This story hits closer to home than you'd first think. Here's a link to a series of YouTube videos that I suspect many of my readers will find very interesting and very touching.
It concerns not only an issue very emotional on it's serface but also one which, coincidentally, effects of our own.....i.e. one of our lovely salseras. I won't mention the name. It's in the video.
But I will tell you this:
This young lady is somebody I knew, through my blog, back in the US. She's a very nice person, a Korean-American and......a very cool salsa dancer and casinera. She came over here to Korea several months ago for multiple reasons, probably, but one of them was very unique.
This young lady was adopted, from Korea, by American parents in 1966. As it turned out, the couple that adopted her had some functional issues and her childhood life, although perhaps in some ways better than what she might have experienced in Korea at that time, wasn't the happiest.
Life goes on and she eventually left home and got married. That didn't last too long but she carried on with her life. And, somewhere, got into salsa. That was a good thing of course.
She came over here with, in addition to the work opportunity itself, the important goal of finding her roots. What I didn't know before seeing these videos was all the issues involved with adoption of Korean kids by foreign families.
It's an issue that in one sense is very complex but in another sense is simple. All that is in the videos. I watched'em all.
I was interested not just because this young lady is a personal friend of mine but also because I had a somewhat similar issue in my family. I only discovered sometime in the 90's that the guy, Jake, who I thought was my biological grandfater (on my mother's side) wasn't actually....that person.
My mother got kinda crazy in her later years and died in 06 after spending a couple years in an assisted living center in Houston (where we both lived at the time). The primary reason she died had to do with her smoking habit of many years although she never would admit it. She always blamed it on doctors.

**Directions:**
1/ List every place named in the blog post.
2/ Copy out the blog post starting at "It concerns not" and ending at "was very unique.", switching "blog" to "website".
The listing that comes next has no connection to the blog post.

**Extracted entries:**
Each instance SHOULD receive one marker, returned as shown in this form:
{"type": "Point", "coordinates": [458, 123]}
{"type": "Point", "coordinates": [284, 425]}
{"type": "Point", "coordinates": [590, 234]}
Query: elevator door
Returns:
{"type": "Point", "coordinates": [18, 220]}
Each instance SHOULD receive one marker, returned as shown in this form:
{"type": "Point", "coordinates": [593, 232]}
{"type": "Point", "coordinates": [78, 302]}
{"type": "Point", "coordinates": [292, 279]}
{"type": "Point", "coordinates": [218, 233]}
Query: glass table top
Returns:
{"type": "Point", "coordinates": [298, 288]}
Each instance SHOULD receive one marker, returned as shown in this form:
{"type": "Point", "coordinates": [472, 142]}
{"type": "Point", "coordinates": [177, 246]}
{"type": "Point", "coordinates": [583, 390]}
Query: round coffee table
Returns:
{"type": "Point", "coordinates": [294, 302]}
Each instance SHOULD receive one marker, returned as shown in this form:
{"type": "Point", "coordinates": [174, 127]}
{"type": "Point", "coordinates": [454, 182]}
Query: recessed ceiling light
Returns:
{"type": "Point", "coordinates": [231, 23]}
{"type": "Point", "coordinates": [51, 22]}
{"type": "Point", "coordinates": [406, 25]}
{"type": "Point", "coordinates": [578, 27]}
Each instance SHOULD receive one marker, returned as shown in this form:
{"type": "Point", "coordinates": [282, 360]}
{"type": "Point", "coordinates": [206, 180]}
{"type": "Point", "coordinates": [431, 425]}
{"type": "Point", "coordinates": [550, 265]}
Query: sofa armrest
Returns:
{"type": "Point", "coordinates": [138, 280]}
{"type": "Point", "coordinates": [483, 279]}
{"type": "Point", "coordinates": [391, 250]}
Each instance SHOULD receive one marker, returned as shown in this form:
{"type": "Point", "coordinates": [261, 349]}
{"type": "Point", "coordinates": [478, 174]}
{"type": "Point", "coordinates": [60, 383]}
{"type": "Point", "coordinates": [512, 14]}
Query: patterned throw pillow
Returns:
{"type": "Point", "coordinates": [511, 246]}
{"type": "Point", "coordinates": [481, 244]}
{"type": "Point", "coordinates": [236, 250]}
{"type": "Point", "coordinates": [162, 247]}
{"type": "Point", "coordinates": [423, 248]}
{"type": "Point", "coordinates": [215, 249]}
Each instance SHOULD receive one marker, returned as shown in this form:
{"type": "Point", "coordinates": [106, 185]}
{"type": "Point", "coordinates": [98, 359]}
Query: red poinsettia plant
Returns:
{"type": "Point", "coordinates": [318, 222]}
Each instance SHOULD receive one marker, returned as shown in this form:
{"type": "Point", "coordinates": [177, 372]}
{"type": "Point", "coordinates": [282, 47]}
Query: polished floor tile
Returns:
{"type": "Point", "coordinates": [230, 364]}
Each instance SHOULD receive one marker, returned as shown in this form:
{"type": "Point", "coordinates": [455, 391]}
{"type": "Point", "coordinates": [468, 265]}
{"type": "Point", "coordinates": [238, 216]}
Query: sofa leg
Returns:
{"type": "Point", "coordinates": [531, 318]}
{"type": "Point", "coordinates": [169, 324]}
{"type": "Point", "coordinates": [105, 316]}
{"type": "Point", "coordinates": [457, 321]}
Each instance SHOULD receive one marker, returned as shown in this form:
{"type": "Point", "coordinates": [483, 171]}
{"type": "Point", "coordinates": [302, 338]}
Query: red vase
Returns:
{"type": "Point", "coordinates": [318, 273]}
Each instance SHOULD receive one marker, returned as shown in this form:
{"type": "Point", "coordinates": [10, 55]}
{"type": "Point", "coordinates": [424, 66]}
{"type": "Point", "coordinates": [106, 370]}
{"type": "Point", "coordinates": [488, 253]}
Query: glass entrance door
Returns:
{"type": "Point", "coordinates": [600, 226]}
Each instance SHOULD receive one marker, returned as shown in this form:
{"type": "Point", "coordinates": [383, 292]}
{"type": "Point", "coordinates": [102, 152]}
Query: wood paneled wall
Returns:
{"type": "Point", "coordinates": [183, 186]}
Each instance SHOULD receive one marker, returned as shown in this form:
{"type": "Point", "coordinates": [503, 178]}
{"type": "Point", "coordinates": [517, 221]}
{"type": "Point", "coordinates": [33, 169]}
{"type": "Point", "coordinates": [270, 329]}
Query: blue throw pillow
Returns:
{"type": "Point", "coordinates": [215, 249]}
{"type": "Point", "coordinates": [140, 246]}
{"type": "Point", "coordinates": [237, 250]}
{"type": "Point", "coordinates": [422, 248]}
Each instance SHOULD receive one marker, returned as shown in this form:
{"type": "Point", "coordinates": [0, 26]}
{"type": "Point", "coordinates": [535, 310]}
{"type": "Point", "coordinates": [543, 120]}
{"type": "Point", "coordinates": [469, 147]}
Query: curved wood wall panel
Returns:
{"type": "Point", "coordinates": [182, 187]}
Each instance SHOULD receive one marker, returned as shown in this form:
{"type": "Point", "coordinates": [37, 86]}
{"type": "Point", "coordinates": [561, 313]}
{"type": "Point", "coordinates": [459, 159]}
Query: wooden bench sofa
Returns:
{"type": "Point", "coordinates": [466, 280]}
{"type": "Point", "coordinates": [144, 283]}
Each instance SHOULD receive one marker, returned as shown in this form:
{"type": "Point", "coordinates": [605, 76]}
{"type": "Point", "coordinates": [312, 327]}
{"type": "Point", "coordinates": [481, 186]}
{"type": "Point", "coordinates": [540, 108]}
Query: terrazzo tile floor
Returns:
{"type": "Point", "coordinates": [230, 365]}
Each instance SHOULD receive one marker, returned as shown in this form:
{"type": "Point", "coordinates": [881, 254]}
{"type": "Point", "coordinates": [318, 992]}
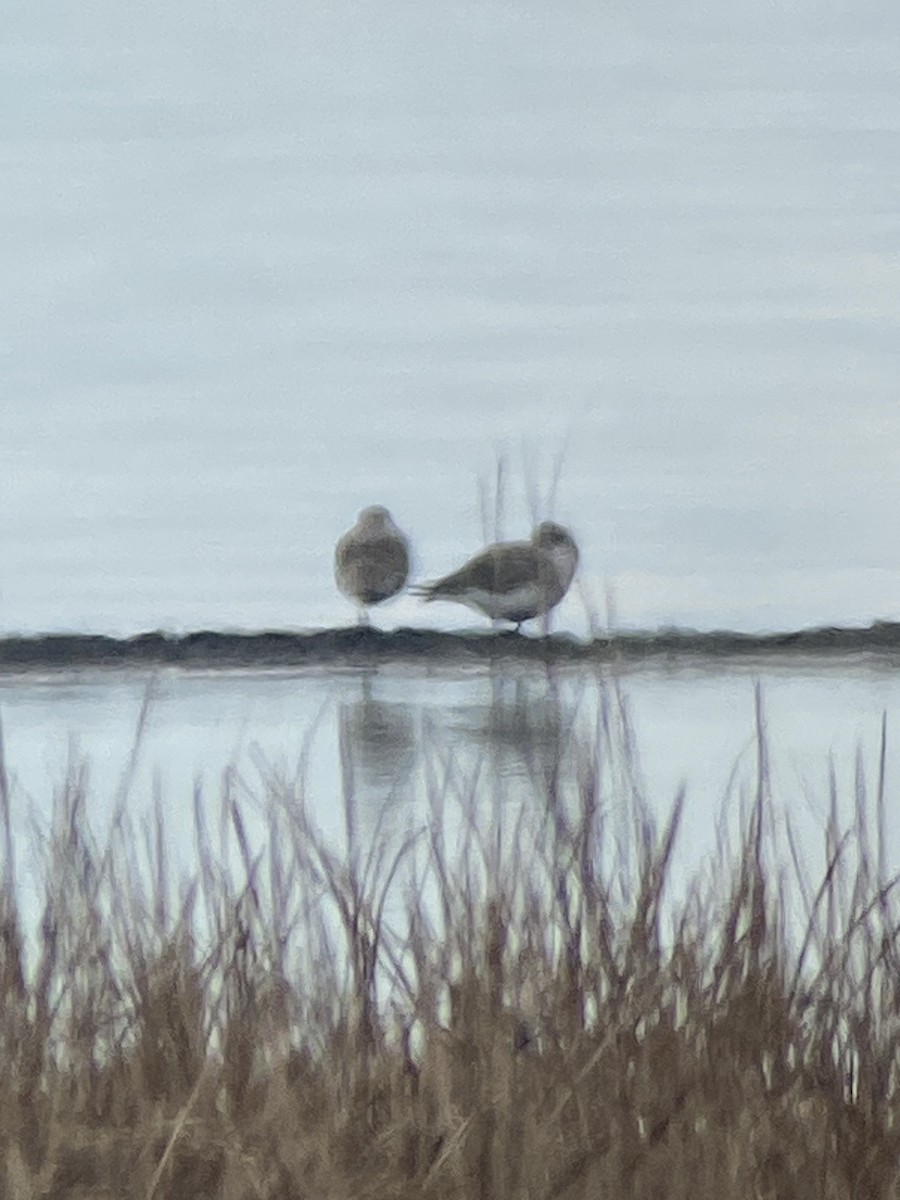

**Exercise results:**
1/ the US, Korea, Houston

2/
It concerns not only an issue very emotional on it's serface but also one which, coincidentally, effects of our own.....i.e. one of our lovely salseras. I won't mention the name. It's in the video.
But I will tell you this:
This young lady is somebody I knew, through my website, back in the US. She's a very nice person, a Korean-American and......a very cool salsa dancer and casinera. She came over here to Korea several months ago for multiple reasons, probably, but one of them was very unique.